» **Passage**:
----------
I've been looking forward to Helmet Awareness Day all year. This year, my dutiful Ovation was up for replacement, and I had decided to upgrade to something a little bit nicer. (Don't get me wrong. I loved my Ovation! It was a good helmet, especially for the $60 price point!) So when the magical day of helmet sales finally rolled around, I jumped...

I'd tried both the One K and an IRH on at Dover in April, but honestly couldn't remember enough about the experience to make a decision. Thankfully, free returns make ordering helmets fairly painless. I excitedly donned my show coat and dove in!

The Options: One K Defender & IRH Air 10

First Impressions:
IRH -- Very similar to the Charles Owen look, which I love. The big vents make it more attractive then the competitively priced COs. However, the vents are kind of hidden behind the padding in the interior, making me wonder how effective they really are. The harness is a little cheap, but the back part of the helmet is really nice and padded.
IRH Air.
One K -- The matte finish makes the helmet look almost gray. The front V shaped vent looks silly. The inside is very airy-looking. When you hold up the helmet you can see daylight through the vents, making me think it's probably super ventilated. The harness position is fixed and rather forward. I actually like that, as it feels more secure and less likely that the settings would loosen over time.
One K. With silly face. You're welcome.
The Fit:
IRH -- At first I thought this helmet fit great. It was slightly snug, but not so tight I worried my head would explode. My head touched the top of the helmet, which is usually a sign of okay helmet fit. However, I later noticed the back of the helmet wasn't making contact with my head. Almost like there was a ton of extra space back there. I didn't like that, even though the rest of the helmet fit well.

One K -- I have an obnoxiously small head. (6 5/8", guys. I'm basically a child. It's even hard to find baseball caps that get small enough to fit me.) I ordered the One K in small; though, I would have preferred to order an extra-small, a size listed on One K's size chart but not actually sold anywhere. As expected the small size was a little too big on me. It would probably fit perfectly with my hair under it, but (sorry hunter princesses) I prefer to exercise my right as a Dressage Queen and ride with my hair in a ponytail.
Luckily, One K makes exchangeable liners in extra small. I zipped off to the local tack shop and picked up a tiny liner for $20 and snapped it into the One K. With the smaller liner, the helmet was a perfect fit. I didn't have the same issue with the weird gapping at the back of my head that I had with the IRH. Success!

Overall Impressions:
IRH -- I love the look of this helmet. It's classy and would look really fantastic in the hunter or the dressage show ring. The deep black of the crushed exterior is lovely, and the vent is very understated and on trend. I think this helmet is the most flattering to my face, but from the side it's a little less flattering and a little more mushroom-shaped. I like it, but have some reservations with the fit. Plus, the liner is built in to the helmet, making washing it nearly impossible. As I sweat more than my horse, this is a bit of a problem.
----------
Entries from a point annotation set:
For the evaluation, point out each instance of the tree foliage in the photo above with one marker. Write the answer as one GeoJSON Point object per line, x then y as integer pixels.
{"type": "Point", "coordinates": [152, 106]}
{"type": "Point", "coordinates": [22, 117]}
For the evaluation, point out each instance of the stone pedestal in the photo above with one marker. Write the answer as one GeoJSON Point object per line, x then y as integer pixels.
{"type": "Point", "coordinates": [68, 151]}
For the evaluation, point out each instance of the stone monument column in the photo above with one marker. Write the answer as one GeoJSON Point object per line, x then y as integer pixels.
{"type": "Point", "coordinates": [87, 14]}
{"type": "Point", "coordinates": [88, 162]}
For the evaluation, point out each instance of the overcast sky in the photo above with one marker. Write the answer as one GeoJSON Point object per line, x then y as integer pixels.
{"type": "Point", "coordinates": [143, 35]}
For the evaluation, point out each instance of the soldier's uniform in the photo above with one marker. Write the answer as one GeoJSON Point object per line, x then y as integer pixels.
----------
» **Directive A**:
Check each statement against the helmet review above, and for each, answer yes or no and quote the words that decide it.
(i) The One K's harness position can be adjusted.
(ii) The extra-small One K liner cost $20.
(iii) The IRH's liner can be taken out for washing.
» **Directive B**: Repeat word for word the stretch of the helmet review above from "One K -- I have" through "the IRH. Success!".
» **Directive C**:
Answer these questions using the helmet review above:
(i) What price point is given for the Ovation?
(ii) Where and when did the writer try on the One K and an IRH?
(iii) What head size does the writer give?

» **Written answer A**:
(i) No: "The harness position is fixed and rather forward."
(ii) Yes: "I zipped off to the local tack shop and picked up a tiny liner for $20 and snapped it into the One K."
(iii) No: "Plus, the liner is built in to the helmet, making washing it nearly impossible."

» **Written answer B**:
One K -- I have an obnoxiously small head. (6 5/8", guys. I'm basically a child. It's even hard to find baseball caps that get small enough to fit me.) I ordered the One K in small; though, I would have preferred to order an extra-small, a size listed on One K's size chart but not actually sold anywhere. As expected the small size was a little too big on me. It would probably fit perfectly with my hair under it, but (sorry hunter princesses) I prefer to exercise my right as a Dressage Queen and ride with my hair in a ponytail.
Luckily, One K makes exchangeable liners in extra small. I zipped off to the local tack shop and picked up a tiny liner for $20 and snapped it into the One K. With the smaller liner, the helmet was a perfect fit. I didn't have the same issue with the weird gapping at the back of my head that I had with the IRH. Success!

» **Written answer C**:
(i) $60
(ii) At Dover in April
(iii) 6 5/8"